=== Extract ===
/---

Done well, the contact statement accomplishes three things at once:
1) It confirms that you understood the essence of
what was said (the point here being that if you
were confused it's almost a certainty that others
were confused as well-might as well clear that up
immediately).
2) It creates an instant nugget summary (Hint:
it's almost the same as what you'd put on a flip
chart if you were scribing notes), making it
easier for the entire group to hold onto what the
person said as the conversation continues.
3) It confirms with the speaker that the contact
statement was accurate As such, it's a preemptive
strike on repetition-the cause of which is almost
always because the speaker is unsure of having
been heard the first time.
Warning: In general, you do it more when a person
has a pattern of not feeling heard; when the
speaker has not been concise; when the speaker
has made a complicated statement; when the group
has demonstrated a poor ability to stay focused;
or when the acoustics are bad and the speaker is
soft spoken. Do not do this every time (it would
become tedious); you need to exercise judgment
[get used to this advice; you'll hear it a lot
over the next two years!] about when it's
appropriate.

\---

=== Recorded information ===

/---

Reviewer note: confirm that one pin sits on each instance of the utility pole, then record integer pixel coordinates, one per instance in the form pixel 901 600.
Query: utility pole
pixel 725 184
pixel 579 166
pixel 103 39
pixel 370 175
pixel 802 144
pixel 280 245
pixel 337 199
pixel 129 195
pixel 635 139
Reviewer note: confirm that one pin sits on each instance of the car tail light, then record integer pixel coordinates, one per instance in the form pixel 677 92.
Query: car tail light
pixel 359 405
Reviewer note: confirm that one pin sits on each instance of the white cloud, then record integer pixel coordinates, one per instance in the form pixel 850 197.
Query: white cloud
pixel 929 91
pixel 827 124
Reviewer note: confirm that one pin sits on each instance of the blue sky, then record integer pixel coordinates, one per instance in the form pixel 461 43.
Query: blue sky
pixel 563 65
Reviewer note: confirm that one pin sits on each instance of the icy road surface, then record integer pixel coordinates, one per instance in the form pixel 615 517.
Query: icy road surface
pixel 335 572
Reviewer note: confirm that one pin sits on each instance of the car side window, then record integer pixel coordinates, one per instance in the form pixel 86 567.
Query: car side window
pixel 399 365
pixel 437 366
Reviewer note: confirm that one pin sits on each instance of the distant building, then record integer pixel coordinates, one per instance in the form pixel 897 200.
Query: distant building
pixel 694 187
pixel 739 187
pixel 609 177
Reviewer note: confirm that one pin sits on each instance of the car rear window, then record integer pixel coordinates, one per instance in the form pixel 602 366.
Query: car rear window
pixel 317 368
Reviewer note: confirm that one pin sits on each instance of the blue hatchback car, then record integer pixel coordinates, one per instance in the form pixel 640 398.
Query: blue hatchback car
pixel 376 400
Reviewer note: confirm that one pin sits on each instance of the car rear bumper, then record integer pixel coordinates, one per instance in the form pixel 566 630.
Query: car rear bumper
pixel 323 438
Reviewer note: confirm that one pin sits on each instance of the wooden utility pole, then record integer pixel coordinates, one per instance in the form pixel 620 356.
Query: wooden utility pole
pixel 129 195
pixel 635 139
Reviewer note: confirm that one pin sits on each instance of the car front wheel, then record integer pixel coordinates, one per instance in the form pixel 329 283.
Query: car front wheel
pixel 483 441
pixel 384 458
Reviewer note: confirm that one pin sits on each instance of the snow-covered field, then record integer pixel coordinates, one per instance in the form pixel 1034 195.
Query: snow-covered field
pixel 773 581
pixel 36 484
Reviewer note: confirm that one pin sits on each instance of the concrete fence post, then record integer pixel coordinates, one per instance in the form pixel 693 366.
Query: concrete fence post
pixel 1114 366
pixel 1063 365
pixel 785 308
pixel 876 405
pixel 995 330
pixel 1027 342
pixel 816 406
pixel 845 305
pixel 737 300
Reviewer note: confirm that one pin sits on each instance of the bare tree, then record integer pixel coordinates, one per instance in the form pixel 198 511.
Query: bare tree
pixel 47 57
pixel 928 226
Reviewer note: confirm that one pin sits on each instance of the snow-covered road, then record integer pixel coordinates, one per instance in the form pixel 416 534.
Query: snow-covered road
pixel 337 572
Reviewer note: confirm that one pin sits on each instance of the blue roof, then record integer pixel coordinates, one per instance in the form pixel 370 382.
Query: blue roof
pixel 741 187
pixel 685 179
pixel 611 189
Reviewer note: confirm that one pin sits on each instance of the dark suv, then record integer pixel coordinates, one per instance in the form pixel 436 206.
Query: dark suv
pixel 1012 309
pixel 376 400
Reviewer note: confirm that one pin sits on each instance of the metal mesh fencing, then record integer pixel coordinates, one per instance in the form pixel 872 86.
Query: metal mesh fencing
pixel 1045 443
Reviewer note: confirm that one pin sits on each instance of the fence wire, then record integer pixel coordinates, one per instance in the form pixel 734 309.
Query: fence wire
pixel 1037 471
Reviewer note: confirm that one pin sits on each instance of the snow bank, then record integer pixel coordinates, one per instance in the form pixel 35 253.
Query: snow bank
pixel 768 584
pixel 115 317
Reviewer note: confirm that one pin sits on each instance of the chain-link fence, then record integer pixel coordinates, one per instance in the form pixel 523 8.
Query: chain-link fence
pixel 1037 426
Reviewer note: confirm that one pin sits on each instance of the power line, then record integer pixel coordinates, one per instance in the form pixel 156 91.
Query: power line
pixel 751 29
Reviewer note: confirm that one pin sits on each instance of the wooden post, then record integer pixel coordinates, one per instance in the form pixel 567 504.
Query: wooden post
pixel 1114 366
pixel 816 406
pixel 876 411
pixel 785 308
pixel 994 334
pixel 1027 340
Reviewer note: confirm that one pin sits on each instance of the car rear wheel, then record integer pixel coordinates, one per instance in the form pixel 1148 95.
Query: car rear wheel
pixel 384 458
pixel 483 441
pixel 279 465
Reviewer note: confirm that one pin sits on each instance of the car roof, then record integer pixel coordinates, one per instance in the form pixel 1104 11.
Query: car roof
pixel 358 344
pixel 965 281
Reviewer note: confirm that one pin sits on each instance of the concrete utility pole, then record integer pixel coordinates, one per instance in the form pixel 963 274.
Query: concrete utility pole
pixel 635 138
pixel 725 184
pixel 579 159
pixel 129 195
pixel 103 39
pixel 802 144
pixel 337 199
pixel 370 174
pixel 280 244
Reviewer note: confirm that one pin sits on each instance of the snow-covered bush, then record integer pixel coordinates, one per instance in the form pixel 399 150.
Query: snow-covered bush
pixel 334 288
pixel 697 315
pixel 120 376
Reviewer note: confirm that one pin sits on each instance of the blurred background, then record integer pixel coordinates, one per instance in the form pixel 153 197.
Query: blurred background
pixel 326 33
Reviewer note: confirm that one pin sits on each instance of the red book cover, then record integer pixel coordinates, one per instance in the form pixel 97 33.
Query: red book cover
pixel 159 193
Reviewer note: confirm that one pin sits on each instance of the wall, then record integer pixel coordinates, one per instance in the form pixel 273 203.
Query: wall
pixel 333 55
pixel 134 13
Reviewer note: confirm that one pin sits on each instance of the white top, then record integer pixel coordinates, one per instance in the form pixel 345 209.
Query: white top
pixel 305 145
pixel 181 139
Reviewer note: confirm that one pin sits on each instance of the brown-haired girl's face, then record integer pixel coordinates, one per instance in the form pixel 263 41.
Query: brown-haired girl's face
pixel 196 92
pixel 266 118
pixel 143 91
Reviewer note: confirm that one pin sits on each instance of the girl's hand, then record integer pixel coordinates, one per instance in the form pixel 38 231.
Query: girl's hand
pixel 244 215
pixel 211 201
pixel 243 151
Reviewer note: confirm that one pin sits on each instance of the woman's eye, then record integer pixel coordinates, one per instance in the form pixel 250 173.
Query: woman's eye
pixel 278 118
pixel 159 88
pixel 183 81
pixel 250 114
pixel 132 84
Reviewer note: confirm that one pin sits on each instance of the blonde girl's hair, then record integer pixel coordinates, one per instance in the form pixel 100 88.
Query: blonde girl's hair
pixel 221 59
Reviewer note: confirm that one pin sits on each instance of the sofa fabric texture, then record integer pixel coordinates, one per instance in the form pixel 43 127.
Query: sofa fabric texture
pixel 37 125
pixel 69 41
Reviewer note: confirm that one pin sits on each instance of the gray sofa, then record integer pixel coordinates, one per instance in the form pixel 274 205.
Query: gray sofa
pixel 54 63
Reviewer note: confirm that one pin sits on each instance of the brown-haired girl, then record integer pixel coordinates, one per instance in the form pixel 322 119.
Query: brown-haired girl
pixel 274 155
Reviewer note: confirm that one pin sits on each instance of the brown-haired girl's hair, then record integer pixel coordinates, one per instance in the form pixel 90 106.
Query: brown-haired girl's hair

\---

=== Exercises ===
**1.** The passage on contact statements names several circumstances in which the statement should be used more often. List all of them.
**2.** Copy out the entries word for word, from their first line up to and including the line with "pixel 827 124".

=== Answer set ===
**1.**
- When a person has a pattern of not feeling heard
- When the speaker has not been concise
- When the speaker has made a complicated statement
- When the group has demonstrated a poor ability to stay focused
- When the acoustics are bad and the speaker is soft spoken

**2.**
Reviewer note: confirm that one pin sits on each instance of the utility pole, then record integer pixel coordinates, one per instance in the form pixel 901 600.
Query: utility pole
pixel 725 184
pixel 579 166
pixel 103 39
pixel 370 175
pixel 802 144
pixel 280 245
pixel 337 199
pixel 129 195
pixel 635 139
Reviewer note: confirm that one pin sits on each instance of the car tail light, then record integer pixel coordinates, one per instance in the form pixel 677 92.
Query: car tail light
pixel 359 405
Reviewer note: confirm that one pin sits on each instance of the white cloud, then record integer pixel coordinates, one per instance in the form pixel 850 197.
Query: white cloud
pixel 929 91
pixel 827 124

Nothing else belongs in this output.